(Lines of data)

· · · · · · ·

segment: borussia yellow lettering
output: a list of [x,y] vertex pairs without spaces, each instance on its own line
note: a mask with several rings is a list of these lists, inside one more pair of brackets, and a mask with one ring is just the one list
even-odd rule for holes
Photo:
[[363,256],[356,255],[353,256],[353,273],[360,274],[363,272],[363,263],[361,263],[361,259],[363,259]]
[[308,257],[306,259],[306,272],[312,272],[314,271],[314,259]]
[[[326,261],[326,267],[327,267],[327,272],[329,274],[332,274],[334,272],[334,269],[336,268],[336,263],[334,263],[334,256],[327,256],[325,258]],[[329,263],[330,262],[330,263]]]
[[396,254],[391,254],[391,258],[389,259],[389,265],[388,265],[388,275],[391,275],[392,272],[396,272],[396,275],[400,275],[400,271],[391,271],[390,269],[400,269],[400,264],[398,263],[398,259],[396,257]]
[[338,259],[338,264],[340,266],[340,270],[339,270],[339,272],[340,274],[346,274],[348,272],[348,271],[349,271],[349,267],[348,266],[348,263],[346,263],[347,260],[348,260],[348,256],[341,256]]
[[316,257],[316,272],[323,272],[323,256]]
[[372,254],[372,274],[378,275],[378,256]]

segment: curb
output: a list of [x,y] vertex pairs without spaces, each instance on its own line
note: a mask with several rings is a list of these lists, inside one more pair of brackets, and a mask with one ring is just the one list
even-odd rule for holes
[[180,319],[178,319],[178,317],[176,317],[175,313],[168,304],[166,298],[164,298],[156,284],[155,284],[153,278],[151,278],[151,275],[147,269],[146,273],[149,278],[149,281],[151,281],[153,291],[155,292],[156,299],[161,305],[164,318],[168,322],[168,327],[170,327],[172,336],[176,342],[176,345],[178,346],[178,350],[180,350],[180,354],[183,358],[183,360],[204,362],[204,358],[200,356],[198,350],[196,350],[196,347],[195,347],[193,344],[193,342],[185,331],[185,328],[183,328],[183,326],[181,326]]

· · · · · · ·

§ **What is required**
Rewrite the lines running from the one that contains "segment: curb" through the end of the material, inclusive, substituting "coordinate pairs" for "vertex pairs" and leaving everything else as it stands.

§ **Exercise result**
segment: curb
output: a list of [x,y] coordinate pairs without spaces, each instance on its own line
note: a mask with several rings is a list of these lists, inside one more pair of brackets, and a mask with one ring is just the one list
even-odd rule for holes
[[180,319],[178,319],[178,317],[176,317],[175,313],[168,304],[166,298],[164,298],[156,284],[155,284],[153,278],[151,278],[151,275],[147,269],[146,273],[149,278],[149,281],[151,281],[153,291],[155,292],[156,299],[161,305],[164,318],[168,322],[168,327],[170,327],[172,336],[176,342],[176,345],[178,346],[178,350],[180,350],[180,354],[183,358],[183,360],[204,362],[204,358],[200,356],[198,350],[196,350],[196,347],[195,347],[193,344],[193,342],[185,331],[185,328],[183,328],[183,326],[181,326]]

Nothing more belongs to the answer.